Top of Supplied data
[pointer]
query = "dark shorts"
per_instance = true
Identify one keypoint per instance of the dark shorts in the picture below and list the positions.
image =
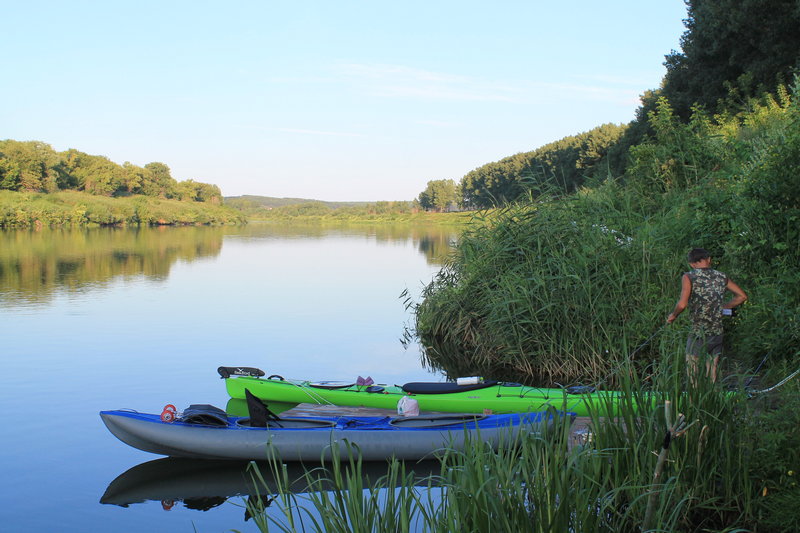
(698, 346)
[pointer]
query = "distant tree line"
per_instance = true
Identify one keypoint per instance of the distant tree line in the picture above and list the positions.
(731, 52)
(33, 166)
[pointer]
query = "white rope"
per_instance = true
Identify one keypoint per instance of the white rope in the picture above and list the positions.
(780, 383)
(310, 393)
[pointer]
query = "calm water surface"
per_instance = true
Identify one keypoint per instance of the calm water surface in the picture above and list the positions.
(110, 318)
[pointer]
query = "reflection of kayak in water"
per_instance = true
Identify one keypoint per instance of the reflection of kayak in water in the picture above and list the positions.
(214, 435)
(498, 397)
(203, 484)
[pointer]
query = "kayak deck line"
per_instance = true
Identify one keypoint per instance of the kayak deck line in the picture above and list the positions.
(316, 438)
(495, 397)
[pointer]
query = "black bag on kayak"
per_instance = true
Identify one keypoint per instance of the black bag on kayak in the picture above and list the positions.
Bottom of Supplied data
Aim of the exercise:
Show every line above where "black" is found.

Answer to this exercise:
query = "black bag on kayak"
Identify one keypoint per instance of the black bag on kayak in the picture above and list the positions.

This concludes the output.